[Dataset records about object locations]
## START

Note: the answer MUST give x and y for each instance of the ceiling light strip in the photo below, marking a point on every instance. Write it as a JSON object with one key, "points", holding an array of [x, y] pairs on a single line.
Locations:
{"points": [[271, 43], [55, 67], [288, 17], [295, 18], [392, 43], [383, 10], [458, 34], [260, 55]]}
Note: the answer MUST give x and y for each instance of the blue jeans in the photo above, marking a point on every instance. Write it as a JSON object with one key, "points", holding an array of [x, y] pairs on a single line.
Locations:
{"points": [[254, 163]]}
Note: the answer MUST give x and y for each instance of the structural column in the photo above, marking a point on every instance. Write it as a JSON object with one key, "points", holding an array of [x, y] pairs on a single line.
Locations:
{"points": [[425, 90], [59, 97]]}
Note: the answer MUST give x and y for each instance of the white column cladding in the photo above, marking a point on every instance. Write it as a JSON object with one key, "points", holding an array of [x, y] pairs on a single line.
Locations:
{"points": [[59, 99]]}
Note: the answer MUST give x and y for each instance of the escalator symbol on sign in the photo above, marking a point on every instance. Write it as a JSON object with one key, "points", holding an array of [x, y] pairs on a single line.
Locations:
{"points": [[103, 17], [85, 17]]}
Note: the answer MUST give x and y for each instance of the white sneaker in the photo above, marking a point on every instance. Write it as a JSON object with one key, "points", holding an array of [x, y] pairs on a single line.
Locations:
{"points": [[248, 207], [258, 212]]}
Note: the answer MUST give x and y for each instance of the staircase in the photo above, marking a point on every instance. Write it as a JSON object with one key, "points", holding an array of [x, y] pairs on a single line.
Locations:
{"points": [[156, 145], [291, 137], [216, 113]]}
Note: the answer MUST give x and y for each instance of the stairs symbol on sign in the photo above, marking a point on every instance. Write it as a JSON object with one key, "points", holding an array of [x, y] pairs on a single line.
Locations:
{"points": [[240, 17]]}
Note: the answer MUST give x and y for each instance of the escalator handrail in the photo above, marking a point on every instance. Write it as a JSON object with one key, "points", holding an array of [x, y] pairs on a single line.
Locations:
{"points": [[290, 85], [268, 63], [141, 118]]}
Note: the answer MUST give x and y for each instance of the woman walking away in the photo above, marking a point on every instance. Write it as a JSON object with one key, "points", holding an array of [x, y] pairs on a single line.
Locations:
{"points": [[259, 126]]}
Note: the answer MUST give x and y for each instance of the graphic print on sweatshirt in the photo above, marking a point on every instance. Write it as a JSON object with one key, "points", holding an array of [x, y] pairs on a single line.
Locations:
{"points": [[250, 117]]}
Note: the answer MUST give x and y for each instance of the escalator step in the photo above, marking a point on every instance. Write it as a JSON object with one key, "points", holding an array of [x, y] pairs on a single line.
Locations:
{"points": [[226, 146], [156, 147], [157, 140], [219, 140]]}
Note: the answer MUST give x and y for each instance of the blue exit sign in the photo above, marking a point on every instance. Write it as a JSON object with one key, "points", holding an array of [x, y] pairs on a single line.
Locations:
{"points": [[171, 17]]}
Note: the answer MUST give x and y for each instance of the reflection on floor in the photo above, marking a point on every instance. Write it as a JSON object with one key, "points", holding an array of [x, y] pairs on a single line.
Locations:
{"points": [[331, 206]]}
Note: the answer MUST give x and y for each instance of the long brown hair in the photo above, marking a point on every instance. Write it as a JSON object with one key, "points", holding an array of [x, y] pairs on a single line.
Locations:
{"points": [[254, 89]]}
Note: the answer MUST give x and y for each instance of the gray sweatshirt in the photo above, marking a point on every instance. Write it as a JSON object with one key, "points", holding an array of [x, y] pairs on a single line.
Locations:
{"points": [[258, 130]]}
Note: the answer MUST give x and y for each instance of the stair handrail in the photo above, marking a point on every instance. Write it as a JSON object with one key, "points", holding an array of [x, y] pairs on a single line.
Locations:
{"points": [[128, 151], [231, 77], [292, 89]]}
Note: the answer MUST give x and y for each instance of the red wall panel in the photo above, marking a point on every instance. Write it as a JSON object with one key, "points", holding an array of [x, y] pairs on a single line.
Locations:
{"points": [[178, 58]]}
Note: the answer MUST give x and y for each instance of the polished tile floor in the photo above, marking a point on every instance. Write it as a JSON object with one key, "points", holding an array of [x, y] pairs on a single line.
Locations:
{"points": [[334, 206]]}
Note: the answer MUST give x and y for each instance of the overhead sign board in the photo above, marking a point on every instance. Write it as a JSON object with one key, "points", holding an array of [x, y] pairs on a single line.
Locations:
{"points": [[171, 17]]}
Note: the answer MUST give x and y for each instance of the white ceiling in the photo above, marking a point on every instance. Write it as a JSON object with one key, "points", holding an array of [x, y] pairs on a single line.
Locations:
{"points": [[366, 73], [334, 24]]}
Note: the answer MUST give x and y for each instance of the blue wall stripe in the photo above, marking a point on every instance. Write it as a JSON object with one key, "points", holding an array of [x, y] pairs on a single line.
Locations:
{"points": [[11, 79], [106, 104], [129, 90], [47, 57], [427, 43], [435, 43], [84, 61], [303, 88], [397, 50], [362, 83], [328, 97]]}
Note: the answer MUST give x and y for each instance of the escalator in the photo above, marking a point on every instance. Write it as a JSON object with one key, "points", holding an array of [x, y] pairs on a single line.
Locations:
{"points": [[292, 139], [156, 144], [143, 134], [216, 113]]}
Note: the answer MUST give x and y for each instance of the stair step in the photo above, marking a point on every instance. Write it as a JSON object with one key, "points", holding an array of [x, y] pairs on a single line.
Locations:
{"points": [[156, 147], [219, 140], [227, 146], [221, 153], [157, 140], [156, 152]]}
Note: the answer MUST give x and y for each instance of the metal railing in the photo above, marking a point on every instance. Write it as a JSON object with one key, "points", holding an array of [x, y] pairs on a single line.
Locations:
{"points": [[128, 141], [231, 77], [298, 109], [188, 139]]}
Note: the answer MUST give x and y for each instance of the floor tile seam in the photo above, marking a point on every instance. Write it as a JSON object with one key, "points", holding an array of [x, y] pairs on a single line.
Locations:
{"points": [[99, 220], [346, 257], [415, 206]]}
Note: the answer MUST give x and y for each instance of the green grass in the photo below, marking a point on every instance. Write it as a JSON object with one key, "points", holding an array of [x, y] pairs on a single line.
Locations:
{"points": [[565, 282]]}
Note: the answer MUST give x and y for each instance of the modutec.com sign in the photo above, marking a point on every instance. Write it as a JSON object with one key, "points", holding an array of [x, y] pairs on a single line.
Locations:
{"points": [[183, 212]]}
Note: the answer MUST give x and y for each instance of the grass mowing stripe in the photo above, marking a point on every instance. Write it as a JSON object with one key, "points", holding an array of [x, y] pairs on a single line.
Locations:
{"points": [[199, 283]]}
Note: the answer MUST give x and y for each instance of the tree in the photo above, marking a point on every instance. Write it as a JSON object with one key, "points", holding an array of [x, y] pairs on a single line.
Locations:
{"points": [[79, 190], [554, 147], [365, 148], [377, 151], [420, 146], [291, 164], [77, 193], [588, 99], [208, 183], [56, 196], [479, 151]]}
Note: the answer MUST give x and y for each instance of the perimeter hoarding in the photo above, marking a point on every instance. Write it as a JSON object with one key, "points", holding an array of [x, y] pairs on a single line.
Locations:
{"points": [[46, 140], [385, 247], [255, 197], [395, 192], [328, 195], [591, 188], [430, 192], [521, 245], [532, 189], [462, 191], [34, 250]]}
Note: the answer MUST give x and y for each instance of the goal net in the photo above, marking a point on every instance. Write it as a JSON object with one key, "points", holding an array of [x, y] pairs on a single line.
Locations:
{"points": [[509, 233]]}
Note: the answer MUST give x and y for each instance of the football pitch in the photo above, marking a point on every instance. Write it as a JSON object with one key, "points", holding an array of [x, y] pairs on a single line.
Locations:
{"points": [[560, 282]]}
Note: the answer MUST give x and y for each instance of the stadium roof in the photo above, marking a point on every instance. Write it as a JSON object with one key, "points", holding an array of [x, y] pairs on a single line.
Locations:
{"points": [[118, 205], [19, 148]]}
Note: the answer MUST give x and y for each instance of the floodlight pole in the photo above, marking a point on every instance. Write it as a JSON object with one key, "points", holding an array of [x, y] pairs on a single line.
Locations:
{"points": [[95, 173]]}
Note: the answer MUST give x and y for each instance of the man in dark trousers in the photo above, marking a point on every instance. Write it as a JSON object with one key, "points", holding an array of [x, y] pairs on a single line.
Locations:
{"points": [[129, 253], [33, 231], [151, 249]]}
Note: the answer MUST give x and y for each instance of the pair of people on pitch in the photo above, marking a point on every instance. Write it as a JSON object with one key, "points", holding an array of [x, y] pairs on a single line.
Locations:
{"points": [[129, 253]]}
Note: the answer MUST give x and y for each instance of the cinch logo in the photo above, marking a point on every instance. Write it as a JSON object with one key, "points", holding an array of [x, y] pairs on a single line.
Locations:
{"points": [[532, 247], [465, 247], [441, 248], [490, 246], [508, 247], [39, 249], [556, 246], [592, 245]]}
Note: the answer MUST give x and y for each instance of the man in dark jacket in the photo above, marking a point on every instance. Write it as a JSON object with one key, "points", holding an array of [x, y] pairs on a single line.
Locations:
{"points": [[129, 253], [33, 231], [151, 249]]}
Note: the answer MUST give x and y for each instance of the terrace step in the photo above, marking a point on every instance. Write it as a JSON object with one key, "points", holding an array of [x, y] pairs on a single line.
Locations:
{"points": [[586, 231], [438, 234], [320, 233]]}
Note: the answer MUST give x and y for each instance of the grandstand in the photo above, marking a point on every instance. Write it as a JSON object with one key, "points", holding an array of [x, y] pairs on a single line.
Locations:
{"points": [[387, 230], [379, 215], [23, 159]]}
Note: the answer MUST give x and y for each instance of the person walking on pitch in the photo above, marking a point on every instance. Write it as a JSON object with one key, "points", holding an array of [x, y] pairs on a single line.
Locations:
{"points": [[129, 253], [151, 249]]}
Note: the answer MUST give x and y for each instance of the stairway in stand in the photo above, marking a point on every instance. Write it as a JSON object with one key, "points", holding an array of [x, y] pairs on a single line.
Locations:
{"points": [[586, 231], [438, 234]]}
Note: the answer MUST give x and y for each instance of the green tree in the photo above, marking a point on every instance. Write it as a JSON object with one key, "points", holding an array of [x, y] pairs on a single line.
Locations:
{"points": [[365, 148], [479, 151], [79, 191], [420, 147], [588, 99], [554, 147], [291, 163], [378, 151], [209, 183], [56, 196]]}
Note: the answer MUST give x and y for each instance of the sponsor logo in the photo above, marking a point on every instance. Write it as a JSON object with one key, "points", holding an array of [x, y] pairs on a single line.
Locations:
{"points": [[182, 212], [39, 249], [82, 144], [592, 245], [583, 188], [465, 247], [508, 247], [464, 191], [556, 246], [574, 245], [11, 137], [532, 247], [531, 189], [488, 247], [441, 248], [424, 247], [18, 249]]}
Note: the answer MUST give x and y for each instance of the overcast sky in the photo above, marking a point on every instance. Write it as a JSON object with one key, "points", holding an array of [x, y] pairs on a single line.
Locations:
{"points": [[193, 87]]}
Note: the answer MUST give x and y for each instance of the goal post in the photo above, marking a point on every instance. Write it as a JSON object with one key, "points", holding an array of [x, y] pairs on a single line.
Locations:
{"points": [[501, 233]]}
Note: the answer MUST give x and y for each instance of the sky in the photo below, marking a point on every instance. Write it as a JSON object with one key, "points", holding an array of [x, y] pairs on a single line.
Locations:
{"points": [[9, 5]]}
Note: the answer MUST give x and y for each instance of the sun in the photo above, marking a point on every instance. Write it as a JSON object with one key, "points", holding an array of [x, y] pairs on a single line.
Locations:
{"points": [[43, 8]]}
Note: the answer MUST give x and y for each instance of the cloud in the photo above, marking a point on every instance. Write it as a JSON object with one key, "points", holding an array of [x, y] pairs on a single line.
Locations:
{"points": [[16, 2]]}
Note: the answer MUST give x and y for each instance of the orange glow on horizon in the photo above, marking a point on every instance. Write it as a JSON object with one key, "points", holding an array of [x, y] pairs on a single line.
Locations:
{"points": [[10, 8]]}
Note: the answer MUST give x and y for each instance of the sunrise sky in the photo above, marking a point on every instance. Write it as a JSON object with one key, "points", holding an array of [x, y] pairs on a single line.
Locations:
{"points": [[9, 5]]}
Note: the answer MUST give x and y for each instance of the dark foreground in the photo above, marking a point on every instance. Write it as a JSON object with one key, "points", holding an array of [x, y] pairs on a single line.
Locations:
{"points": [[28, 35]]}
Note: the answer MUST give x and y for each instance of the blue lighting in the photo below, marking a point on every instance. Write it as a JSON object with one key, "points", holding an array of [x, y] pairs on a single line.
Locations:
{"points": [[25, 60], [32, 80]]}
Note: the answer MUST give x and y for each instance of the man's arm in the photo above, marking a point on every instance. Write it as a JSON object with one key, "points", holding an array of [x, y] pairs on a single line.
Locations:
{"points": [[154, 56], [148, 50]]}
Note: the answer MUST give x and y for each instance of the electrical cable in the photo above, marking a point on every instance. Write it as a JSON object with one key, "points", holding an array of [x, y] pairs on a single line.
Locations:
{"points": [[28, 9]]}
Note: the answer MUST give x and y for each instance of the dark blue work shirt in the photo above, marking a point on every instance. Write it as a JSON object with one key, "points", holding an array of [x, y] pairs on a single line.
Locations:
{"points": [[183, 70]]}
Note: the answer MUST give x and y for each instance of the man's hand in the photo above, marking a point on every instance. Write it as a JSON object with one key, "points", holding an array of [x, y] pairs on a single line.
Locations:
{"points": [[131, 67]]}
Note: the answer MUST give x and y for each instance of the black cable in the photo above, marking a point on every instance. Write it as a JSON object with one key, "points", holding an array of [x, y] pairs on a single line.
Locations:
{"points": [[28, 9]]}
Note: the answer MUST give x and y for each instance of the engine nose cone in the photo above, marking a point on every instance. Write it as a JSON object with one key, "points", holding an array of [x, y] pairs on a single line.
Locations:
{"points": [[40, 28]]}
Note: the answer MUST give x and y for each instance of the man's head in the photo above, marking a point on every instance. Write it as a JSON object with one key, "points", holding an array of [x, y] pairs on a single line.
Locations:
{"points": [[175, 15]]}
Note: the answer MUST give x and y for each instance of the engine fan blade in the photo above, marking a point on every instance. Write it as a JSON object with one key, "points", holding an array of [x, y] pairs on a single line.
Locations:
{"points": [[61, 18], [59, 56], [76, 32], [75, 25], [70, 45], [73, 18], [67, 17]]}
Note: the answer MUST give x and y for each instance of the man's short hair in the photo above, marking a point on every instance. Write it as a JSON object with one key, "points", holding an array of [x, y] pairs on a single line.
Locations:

## END

- **TASK PROMPT**
Return exactly the lines from the line bearing "the engine fan" to the end of the records, inclusive of both; include no other lines.

- **ANSWER BELOW**
Note: the answer MUST give x and y for each instance of the engine fan blade in the photo above, marking a point on every instance. Write it as a JSON object with one key, "points", holding an array of [x, y] pairs on a single line.
Locations:
{"points": [[61, 18], [59, 56], [76, 32], [75, 25], [70, 45], [73, 18], [67, 17]]}
Note: the answer MUST give x and y for each instance of the man's short hair in the photo above, marking a point on every instance. Write it as a JSON object with one key, "points", holding an array of [x, y] pairs on a single line.
Locations:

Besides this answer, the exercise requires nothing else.